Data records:
◆ ◆ ◆ ◆

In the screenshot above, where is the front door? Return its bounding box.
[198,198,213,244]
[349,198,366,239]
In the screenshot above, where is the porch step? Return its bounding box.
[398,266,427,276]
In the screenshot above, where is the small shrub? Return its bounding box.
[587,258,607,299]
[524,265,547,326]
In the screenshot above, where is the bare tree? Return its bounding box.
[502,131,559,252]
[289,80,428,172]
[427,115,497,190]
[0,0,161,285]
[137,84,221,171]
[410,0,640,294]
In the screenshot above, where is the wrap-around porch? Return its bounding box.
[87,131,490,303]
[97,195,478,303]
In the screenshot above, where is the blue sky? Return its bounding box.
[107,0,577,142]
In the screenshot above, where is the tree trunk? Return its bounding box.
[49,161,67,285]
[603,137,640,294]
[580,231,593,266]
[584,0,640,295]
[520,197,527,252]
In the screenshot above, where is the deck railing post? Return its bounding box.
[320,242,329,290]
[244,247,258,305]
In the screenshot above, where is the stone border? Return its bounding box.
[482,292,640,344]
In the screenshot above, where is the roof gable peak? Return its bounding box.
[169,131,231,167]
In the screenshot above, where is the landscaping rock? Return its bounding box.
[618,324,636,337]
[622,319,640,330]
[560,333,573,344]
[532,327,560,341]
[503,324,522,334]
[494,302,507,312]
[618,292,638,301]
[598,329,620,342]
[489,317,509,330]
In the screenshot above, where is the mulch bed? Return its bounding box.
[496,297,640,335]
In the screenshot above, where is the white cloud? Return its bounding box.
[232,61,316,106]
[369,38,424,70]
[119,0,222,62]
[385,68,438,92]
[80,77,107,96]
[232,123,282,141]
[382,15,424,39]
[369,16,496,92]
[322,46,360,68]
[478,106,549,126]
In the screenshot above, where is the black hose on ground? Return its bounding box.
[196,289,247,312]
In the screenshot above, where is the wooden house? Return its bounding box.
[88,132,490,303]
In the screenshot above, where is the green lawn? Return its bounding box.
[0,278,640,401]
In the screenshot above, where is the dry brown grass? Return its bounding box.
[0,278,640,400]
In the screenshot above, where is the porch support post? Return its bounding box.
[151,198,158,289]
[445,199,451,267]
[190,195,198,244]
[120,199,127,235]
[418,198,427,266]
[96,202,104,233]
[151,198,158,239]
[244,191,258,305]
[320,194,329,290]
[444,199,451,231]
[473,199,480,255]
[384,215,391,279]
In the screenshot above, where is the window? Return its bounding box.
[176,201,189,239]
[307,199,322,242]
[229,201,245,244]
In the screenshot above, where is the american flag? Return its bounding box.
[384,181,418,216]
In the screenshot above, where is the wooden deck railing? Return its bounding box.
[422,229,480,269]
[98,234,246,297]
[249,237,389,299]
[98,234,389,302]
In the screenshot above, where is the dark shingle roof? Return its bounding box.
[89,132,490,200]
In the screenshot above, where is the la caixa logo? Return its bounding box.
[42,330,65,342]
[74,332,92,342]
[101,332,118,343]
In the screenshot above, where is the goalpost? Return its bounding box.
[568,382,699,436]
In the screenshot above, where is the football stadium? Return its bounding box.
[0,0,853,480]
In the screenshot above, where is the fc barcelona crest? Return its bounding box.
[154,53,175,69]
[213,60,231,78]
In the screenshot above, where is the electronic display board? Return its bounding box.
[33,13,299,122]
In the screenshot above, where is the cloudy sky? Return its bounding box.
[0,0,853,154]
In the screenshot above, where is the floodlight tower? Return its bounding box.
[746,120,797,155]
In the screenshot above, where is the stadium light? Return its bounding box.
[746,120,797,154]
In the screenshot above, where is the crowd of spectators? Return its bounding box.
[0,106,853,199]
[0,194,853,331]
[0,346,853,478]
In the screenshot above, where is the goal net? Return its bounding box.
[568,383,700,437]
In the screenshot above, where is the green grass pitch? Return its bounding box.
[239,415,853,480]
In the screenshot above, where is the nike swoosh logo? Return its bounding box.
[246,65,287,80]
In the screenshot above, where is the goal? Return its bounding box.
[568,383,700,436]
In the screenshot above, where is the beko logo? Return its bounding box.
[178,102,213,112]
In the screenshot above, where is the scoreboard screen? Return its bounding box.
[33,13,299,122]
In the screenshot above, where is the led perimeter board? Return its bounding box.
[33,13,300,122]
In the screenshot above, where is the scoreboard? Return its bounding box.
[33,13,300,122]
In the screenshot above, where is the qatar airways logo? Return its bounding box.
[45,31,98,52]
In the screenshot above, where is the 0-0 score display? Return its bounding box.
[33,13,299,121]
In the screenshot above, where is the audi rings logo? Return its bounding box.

◆ ◆ ◆ ◆

== WHAT YOU WILL DO ==
Recite the full listing above exactly.

== EXERCISE RESULT ==
In the screenshot above, where is the front door? Return its bounding box.
[198,198,213,244]
[349,198,366,239]
In the screenshot above, where is the porch step? Return its bounding box.
[398,266,427,276]
In the screenshot above, where is the small shrub? Return its bounding box.
[587,258,607,299]
[524,265,547,326]
In the screenshot above, where is the bare tree? Return its bounding box.
[502,131,559,252]
[289,80,428,172]
[427,115,497,190]
[0,0,161,285]
[137,84,221,171]
[410,0,640,294]
In the screenshot above, where is the wrap-around porch? Return its bounding box.
[87,131,490,303]
[97,195,478,303]
In the screenshot above, where is the blue sky? Return its bounding box.
[107,0,577,142]
In the screenshot above, where is the tree trunk? Return its bounding box.
[49,161,67,285]
[603,137,640,294]
[580,231,593,266]
[584,0,640,295]
[520,197,527,252]
In the screenshot above, where is the deck railing post? Return its bounding box.
[320,242,329,290]
[244,247,258,305]
In the screenshot above, where is the stone border? Return its bounding box.
[482,292,640,344]
In the screenshot above, where is the roof gable peak? Return its bounding box.
[169,131,231,167]
In the screenshot above, where is the landscaping rock? Return its bounding box.
[618,324,636,337]
[622,319,640,330]
[560,333,573,344]
[532,327,560,341]
[503,324,522,334]
[494,302,507,312]
[618,292,638,301]
[598,329,620,342]
[489,317,509,330]
In the screenshot above, where is the mulch bed? Return its bounding box.
[496,297,640,335]
In the screenshot above, where is the white cloud? Return its bounding box.
[232,61,316,106]
[369,38,424,70]
[119,0,222,62]
[385,68,438,92]
[80,77,107,96]
[232,123,282,141]
[382,15,424,39]
[369,16,496,92]
[322,46,360,68]
[478,106,549,126]
In the screenshot above, where is the black hose on ground? Return its bounding box.
[196,289,247,312]
In the screenshot above, where is the wooden house? Return its bounding box.
[88,132,490,303]
In the screenshot above, where is the green lawn? Return its bounding box.
[0,278,640,401]
In the screenshot above, where is the dry brown grass? Return its bounding box.
[0,278,640,400]
In the screenshot above, where is the porch support post? Return its bounding box.
[151,198,158,289]
[445,199,451,267]
[190,195,198,244]
[120,199,127,235]
[418,198,427,266]
[96,202,104,233]
[151,198,158,239]
[244,191,258,305]
[320,194,329,290]
[444,199,451,231]
[473,199,480,255]
[384,215,391,279]
In the screenshot above, where is the window? Return its bounding box.
[176,201,189,239]
[307,199,322,242]
[229,201,245,244]
In the screenshot above, where is the american flag? Return its bounding box.
[384,181,418,216]
In the screenshot above, where is the wooden deck railing? Return its bounding box.
[422,229,480,269]
[98,234,246,297]
[249,237,389,299]
[98,234,389,302]
In the screenshot above, where is the dark shingle roof? Return its bounding box.
[89,132,490,200]
In the screenshot above, where is the la caixa logo? Return its bounding box.
[42,330,65,342]
[74,332,92,342]
[101,332,118,343]
In the screenshot above, where is the goalpost? Return its bounding box.
[568,382,699,436]
In the screenshot above, where is the football stadium? Return its bounding box.
[0,0,853,480]
In the screenshot above, where is the fc barcelona crest? Return its bounding box.
[154,53,175,69]
[213,60,231,78]
In the screenshot above, where is the electronic display board? Return its bounding box.
[33,13,299,122]
In the screenshot above, where is the cloudy sky? Return its bounding box.
[0,0,853,154]
In the screenshot above, where is the floodlight tower? Return its bounding box.
[746,120,797,155]
In the screenshot above, where is the stadium light? Return its bounding box.
[746,120,797,154]
In the screenshot above, where is the crowd of spectators? Return its bounding box.
[0,106,853,199]
[0,194,853,331]
[0,346,853,478]
In the screenshot above, where is the goal net? Return its bounding box.
[568,383,700,437]
In the screenshot above, where is the green grass pitch? Return its bounding box.
[239,415,853,480]
In the screenshot above, where is the nike swoosh logo? Return its bounding box.
[246,65,287,80]
In the screenshot above, where is the goal? Return its bounding box.
[568,383,700,436]
In the screenshot above, where is the beko logo? Return its bounding box.
[178,102,213,112]
In the screenshot above, where is the scoreboard screen? Return its bounding box.
[33,13,299,122]
In the screenshot above, where is the led perimeter board? Return its bounding box.
[33,13,300,122]
In the screenshot above, where is the scoreboard? Return its bounding box.
[33,13,300,122]
In the screenshot above, where is the qatar airways logo? Return its bounding box.
[45,31,98,52]
In the screenshot above, where is the 0-0 score display? Return its bounding box.
[33,13,299,121]
In the screenshot above, where is the audi rings logo? Return its bounding box.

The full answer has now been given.